Extracted material: Begin
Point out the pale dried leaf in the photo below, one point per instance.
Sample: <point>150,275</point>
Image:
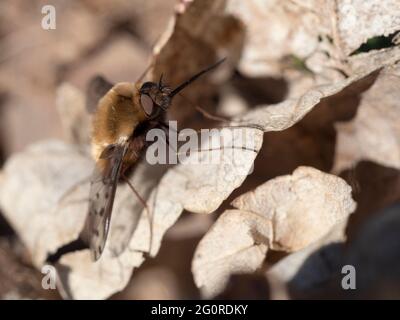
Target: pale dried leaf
<point>374,134</point>
<point>236,243</point>
<point>318,269</point>
<point>360,20</point>
<point>283,115</point>
<point>286,213</point>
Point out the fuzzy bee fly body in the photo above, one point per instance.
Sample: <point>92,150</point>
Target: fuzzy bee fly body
<point>123,114</point>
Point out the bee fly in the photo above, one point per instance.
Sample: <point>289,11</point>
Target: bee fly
<point>124,114</point>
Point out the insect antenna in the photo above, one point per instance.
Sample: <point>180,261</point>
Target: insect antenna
<point>195,77</point>
<point>146,208</point>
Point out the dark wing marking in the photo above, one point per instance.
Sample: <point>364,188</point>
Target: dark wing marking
<point>101,198</point>
<point>96,89</point>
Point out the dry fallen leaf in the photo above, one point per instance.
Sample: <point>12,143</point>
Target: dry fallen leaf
<point>360,20</point>
<point>374,134</point>
<point>284,278</point>
<point>33,181</point>
<point>286,213</point>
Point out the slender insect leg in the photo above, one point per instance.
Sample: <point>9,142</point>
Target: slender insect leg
<point>205,113</point>
<point>146,208</point>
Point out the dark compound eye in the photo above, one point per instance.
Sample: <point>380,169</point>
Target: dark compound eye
<point>147,104</point>
<point>146,87</point>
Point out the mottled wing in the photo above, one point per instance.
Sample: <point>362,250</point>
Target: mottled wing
<point>96,89</point>
<point>101,198</point>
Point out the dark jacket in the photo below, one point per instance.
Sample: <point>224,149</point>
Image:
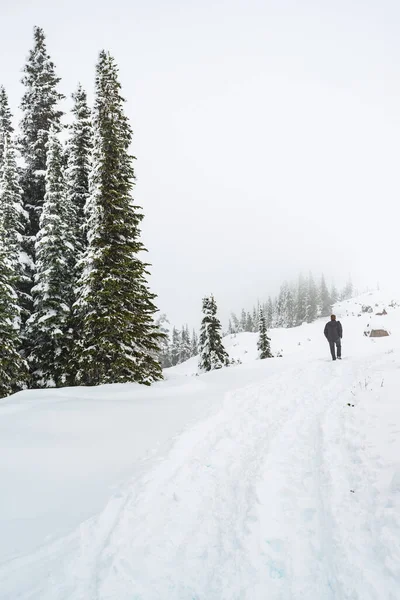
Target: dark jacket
<point>333,331</point>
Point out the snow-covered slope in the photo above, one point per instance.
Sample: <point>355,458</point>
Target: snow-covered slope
<point>275,479</point>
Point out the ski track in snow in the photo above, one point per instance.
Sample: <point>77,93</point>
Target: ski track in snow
<point>253,502</point>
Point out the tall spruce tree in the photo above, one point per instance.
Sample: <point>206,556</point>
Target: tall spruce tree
Extracted material: End
## [What needs to be done]
Go through the entries above, and wherever a line holds the word "tree", copy that line.

## [Exercise output]
Point out the tall spruce tree in the photo above, one point per instance.
Target: tall spruce tree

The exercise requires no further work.